> [Objective]:
Repeat the records below exactly as they appear.

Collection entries
-- Start --
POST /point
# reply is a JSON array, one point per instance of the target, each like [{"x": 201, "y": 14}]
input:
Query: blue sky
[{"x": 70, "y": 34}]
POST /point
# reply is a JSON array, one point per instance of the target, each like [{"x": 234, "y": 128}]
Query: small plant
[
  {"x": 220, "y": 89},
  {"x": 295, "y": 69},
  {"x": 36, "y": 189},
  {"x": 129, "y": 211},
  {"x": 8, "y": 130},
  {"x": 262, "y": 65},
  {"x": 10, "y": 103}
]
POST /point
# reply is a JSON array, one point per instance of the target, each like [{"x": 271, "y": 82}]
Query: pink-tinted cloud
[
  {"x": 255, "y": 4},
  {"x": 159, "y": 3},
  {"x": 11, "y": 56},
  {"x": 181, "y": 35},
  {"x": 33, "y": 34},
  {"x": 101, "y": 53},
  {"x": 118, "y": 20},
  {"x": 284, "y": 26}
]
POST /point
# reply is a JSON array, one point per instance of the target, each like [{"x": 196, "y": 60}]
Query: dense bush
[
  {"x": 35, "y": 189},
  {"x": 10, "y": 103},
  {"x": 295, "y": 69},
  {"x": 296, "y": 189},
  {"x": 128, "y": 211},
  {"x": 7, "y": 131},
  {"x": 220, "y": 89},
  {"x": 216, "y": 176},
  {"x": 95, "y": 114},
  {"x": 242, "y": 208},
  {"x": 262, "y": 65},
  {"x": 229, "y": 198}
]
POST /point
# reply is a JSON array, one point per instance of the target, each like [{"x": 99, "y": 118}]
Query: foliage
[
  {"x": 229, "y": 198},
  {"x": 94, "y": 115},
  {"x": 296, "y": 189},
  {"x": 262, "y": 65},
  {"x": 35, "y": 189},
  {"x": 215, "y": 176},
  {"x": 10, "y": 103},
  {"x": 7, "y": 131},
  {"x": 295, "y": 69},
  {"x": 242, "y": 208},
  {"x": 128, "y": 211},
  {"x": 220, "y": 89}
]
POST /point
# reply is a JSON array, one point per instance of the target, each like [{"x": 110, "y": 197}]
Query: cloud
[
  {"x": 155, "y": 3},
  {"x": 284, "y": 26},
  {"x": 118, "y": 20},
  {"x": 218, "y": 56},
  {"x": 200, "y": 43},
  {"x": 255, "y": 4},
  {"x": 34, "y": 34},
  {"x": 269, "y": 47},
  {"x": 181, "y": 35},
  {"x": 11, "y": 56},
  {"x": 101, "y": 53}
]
-- End --
> [Solution for this task]:
POST /point
# reply is a JSON array, one point per instance of the target, each like [{"x": 201, "y": 14}]
input:
Query: blue sky
[{"x": 70, "y": 34}]
POST /point
# reply is a JSON array, one point per instance of the target, each like [{"x": 234, "y": 128}]
Query: small plant
[
  {"x": 220, "y": 89},
  {"x": 295, "y": 69},
  {"x": 36, "y": 189},
  {"x": 129, "y": 211},
  {"x": 8, "y": 130},
  {"x": 262, "y": 65},
  {"x": 10, "y": 103}
]
POST /point
# reply is a JSON array, one point per instance of the target, each like [{"x": 271, "y": 82}]
Query: pink-tinted cloud
[
  {"x": 255, "y": 4},
  {"x": 159, "y": 3},
  {"x": 11, "y": 56},
  {"x": 181, "y": 35},
  {"x": 33, "y": 34},
  {"x": 101, "y": 53},
  {"x": 118, "y": 20},
  {"x": 284, "y": 26}
]
POST /point
# reply is a JSON array, one point per instance of the target, each like [{"x": 196, "y": 60}]
Query: dense bush
[
  {"x": 35, "y": 189},
  {"x": 10, "y": 103},
  {"x": 295, "y": 69},
  {"x": 296, "y": 189},
  {"x": 128, "y": 211},
  {"x": 7, "y": 131},
  {"x": 220, "y": 89},
  {"x": 216, "y": 176},
  {"x": 95, "y": 114},
  {"x": 242, "y": 208},
  {"x": 262, "y": 65},
  {"x": 229, "y": 198}
]
POST /point
# reply is a JSON array, one point per instance of the target, each like [{"x": 99, "y": 118}]
Query: foliage
[
  {"x": 229, "y": 198},
  {"x": 94, "y": 115},
  {"x": 296, "y": 189},
  {"x": 262, "y": 65},
  {"x": 35, "y": 189},
  {"x": 215, "y": 176},
  {"x": 10, "y": 103},
  {"x": 7, "y": 131},
  {"x": 295, "y": 69},
  {"x": 242, "y": 208},
  {"x": 128, "y": 211},
  {"x": 220, "y": 89}
]
POST /point
# reply is a JSON array, one point per instance of the target, each like [{"x": 110, "y": 197}]
Query: cloud
[
  {"x": 155, "y": 3},
  {"x": 284, "y": 26},
  {"x": 118, "y": 20},
  {"x": 218, "y": 56},
  {"x": 200, "y": 43},
  {"x": 255, "y": 4},
  {"x": 34, "y": 34},
  {"x": 269, "y": 47},
  {"x": 181, "y": 35},
  {"x": 11, "y": 56},
  {"x": 101, "y": 53}
]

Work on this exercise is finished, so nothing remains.